▶ [Stated goal]: Please gather every line below that contains the word "tree" and copy each of those lines out in full.

Collected data:
▶

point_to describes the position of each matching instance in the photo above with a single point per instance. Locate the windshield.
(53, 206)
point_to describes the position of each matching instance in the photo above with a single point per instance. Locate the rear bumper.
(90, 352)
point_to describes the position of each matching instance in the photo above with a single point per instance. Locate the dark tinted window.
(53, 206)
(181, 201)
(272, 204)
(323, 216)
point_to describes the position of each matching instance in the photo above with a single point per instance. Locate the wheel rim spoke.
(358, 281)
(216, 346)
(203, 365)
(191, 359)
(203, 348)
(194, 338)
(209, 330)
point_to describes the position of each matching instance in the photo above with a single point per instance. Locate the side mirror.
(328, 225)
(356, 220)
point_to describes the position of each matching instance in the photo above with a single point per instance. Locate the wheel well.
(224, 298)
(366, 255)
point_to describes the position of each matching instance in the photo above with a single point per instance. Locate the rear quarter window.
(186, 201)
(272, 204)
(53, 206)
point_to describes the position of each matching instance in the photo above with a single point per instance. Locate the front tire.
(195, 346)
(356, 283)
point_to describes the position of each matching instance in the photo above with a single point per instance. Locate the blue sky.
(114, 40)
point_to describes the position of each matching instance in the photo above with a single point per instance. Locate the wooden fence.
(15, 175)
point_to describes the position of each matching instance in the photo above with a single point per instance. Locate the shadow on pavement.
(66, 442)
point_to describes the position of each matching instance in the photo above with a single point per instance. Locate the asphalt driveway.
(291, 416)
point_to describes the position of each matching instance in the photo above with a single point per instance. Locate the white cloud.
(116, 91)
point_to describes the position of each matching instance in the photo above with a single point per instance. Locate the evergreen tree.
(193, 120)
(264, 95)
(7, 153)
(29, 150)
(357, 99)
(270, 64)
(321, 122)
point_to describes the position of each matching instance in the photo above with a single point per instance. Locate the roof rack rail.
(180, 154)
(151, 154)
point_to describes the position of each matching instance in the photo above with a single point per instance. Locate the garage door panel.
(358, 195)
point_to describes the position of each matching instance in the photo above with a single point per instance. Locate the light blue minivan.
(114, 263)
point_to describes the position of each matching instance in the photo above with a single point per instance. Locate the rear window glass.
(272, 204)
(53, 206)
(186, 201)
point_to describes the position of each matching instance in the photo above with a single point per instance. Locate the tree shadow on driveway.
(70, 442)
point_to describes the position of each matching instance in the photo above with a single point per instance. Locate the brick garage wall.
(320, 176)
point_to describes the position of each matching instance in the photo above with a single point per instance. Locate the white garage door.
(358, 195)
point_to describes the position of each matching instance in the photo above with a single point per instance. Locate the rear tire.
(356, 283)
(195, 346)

◀
▶

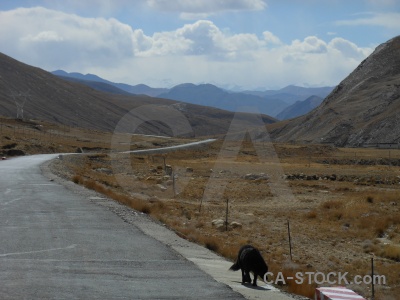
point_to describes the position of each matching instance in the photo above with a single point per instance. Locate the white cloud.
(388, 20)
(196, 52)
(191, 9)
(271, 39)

◀

▶ [Complete response]:
point_to describes the position of each matching instance in the photo above with a single point per instance. Locate the evergreen tree.
point_to describes the position of each matching instance in the photo above with a single point per instance. Locate the tree shadow on driveway.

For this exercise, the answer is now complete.